AUFGABE A –
Entscheide für jede der Aussagen (i) bis (iii), ob sie mit dem Textauszug übereinstimmt, und antworte jeweils mit Ja oder Nein samt den ausschlaggebenden Worten des Textauszugs als wörtlichem Zitat.
(i) Slowenien zieht sich aus dem Eurovision Song Contest 2026 zurück.
(ii) Bei der Sitzung der Europäischen Rundfunkunion in Genf wurde die Teilnahme Israels abgelehnt.
(iii) Der Rückzug wird als der größte Boykott in der Geschichte des Wettbewerbs bezeichnet.
AUFGABE B – Gib aus dem Textauszug den Abschnitt wortgetreu wieder, der mit den Worten "Die Niederlande, Spanien, Irland" einsetzt und mit "Gaza-Krieg ausgelöst wurde." schließt.

TEXTAUSZUG –
━━━━━━━━
Die Niederlande, Spanien, Irland und Slowenien ziehen sich aus dem Eurovision Song Contest 2026 zurück, um gegen die israelische Teilnahme zu protestieren. Es handelt sich um den größten Boykott in der Geschichte des Wettbewerbs, der durch die Kontroverse um den Gaza-Krieg ausgelöst wurde.
Großer Boykott des Song Contests nach Rückzug mehrerer Länder
In einer dramatischen Entwicklung, die Europas beliebtesten Musikwettbewerb zu zerreißen droht, hat die Niederlande angekündigt, nicht am Eurovision Song Contest 2026 teilzunehmen. Der Rundfunkveranstalter AVROTROS gab dies nach einer kontroversen Sitzung der Europäischen Rundfunkunion (EBU) in Genf bekannt, bei der die Teilnahme Israels trotz der anhaltenden Kontroverse um den Krieg in Gaza bestätigt wurde.
━━━━━━━━
BEREITGESTELLTE DATEN –

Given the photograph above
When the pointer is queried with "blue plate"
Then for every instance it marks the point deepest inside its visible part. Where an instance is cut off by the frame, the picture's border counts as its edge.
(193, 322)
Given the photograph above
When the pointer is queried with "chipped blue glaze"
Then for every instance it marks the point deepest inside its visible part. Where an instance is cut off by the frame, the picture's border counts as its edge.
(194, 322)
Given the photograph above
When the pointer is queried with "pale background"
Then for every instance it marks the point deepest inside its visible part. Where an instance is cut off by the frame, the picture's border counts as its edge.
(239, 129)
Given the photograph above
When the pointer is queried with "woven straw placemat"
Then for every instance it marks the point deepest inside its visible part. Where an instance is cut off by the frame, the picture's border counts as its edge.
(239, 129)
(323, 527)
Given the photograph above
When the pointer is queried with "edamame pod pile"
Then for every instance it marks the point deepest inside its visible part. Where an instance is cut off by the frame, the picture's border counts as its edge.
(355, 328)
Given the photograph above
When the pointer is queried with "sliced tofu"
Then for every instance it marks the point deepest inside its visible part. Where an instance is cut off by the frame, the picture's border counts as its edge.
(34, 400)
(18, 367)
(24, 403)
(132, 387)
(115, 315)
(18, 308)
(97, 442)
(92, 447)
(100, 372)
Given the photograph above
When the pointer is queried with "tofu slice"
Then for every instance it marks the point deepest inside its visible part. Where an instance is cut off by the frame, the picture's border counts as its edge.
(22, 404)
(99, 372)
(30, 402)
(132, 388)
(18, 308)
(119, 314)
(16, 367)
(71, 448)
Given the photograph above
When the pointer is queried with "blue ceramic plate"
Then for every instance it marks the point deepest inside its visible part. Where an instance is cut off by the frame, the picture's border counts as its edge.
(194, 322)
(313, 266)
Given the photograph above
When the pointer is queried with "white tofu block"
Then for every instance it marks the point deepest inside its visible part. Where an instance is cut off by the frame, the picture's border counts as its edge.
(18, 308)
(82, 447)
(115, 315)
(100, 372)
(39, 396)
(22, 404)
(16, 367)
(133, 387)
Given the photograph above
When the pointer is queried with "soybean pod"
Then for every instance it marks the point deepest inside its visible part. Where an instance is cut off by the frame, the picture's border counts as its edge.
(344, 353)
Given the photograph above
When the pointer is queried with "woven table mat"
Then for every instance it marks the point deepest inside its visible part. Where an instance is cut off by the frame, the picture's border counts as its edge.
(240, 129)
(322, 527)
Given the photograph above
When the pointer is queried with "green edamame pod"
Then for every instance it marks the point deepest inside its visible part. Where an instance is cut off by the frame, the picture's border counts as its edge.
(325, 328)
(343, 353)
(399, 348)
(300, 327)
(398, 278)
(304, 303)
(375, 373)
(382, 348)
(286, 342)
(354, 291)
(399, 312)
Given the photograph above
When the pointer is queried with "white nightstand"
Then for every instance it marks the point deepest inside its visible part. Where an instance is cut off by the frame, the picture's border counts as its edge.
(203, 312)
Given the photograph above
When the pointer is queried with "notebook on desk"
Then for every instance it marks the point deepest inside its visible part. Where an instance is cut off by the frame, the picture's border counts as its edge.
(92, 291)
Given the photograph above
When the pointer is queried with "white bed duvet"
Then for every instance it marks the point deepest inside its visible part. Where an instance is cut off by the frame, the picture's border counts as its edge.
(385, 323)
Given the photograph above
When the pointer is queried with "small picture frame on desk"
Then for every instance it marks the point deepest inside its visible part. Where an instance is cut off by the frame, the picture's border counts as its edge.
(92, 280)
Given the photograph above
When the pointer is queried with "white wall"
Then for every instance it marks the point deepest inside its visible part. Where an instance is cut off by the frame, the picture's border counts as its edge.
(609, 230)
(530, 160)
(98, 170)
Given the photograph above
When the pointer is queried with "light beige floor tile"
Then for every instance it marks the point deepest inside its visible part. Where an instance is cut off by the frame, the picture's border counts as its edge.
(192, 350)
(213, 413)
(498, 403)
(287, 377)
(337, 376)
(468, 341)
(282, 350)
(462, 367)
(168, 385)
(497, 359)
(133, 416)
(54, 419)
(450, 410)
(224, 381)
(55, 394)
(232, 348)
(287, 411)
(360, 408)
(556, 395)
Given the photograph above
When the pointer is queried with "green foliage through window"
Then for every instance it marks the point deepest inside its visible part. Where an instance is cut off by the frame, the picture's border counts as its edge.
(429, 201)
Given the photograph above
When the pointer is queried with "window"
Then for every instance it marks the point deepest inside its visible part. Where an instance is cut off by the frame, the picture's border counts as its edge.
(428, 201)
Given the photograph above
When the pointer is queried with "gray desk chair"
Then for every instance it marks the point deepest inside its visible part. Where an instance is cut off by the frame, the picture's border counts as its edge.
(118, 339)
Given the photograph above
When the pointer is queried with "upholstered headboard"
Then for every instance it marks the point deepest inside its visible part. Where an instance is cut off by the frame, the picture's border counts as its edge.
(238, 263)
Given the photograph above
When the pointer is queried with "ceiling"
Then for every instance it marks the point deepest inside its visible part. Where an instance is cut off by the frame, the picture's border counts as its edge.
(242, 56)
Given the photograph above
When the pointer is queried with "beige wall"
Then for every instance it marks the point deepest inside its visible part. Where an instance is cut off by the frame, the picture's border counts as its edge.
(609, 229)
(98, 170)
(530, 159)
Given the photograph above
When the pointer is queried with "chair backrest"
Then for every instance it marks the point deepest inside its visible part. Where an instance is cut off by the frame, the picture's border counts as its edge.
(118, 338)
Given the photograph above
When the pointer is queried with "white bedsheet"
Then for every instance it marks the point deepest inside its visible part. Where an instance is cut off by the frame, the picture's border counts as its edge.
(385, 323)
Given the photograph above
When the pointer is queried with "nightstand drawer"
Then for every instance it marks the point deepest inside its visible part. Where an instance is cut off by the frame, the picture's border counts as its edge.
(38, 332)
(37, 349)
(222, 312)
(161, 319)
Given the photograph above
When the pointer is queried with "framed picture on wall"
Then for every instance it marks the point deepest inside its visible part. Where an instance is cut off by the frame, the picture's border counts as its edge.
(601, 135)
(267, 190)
━━━━━━━━
RICHTIGE ANTWORT A –
(i) Ja: „Die Niederlande, Spanien, Irland und Slowenien ziehen sich aus dem Eurovision Song Contest 2026 zurück“
(ii) Nein: „bei der die Teilnahme Israels trotz der anhaltenden Kontroverse um den Krieg in Gaza bestätigt wurde“
(iii) Ja: „Es handelt sich um den größten Boykott in der Geschichte des Wettbewerbs“

RICHTIGE ANTWORT B –
Die Niederlande, Spanien, Irland und Slowenien ziehen sich aus dem Eurovision Song Contest 2026 zurück, um gegen die israelische Teilnahme zu protestieren. Es handelt sich um den größten Boykott in der Geschichte des Wettbewerbs, der durch die Kontroverse um den Gaza-Krieg ausgelöst wurde.